EXCERPT TO READ —

Discomfort zone
When asked why I was doing this, my reply started with saying I was stuck in my living room for way too long
I think the “big city life” is still what suits me best, at this point in my life. I’m still a fan of walkable neighborhoods, public transport, and all the other advantages this lifestyle offers. I’ve learnt to embrace the downsides this all comes with (these downsides or trade-offs being cost, space and noise, in no particular order). Paris and Berlin have shaped me and my views for the past two decades. For the longest time, I didn’t see any alternative to living in a large city.
At the same time, I’ve always said as a joke that I would be living by the sea, one day. Without knowing how, or when, this is something that’s always been appealing to me. This has probably been on my bucket list since the first time I was able to fly somewhere warm and sunny for holidays. If we travelled together in the past, I’ve probably told you about it at least once.

The past weeks have been a succession of not-so-densely-populated and relatively difficult to reach places, very far from what I would call my comfort zone. I though this would all be very uncomfortable, but in reality, this isn’t as uncomfortable as I expected. Sure, being a complete foreigner in a country for an extended time without speaking the language is not comfortable, but it fades away pretty quickly, once you find your pace.
When it comes to material discomfort, I’ve only experienced a few issues like power cuts during or after a heavy rain, and a broken AC in an hotel, but that’s pretty much it. There are plenty of small other inconviniences in the day to day life that I don’t care about anymore. Me and my backpack are doing fine. I can actually get by with less comfort than I thought I needed.

EXTRACTED INFORMATION —
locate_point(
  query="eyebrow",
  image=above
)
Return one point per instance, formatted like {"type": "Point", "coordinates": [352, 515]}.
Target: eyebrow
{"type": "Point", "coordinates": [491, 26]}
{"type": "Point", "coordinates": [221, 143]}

WHAT YOU ARE ASKED TO DO —
Copy out the passage of the "Discomfort zone" text above, starting at "At the same" and ending at "at least once.".

RESPONSE AREA —
At the same time, I’ve always said as a joke that I would be living by the sea, one day. Without knowing how, or when, this is something that’s always been appealing to me. This has probably been on my bucket list since the first time I was able to fly somewhere warm and sunny for holidays. If we travelled together in the past, I’ve probably told you about it at least once.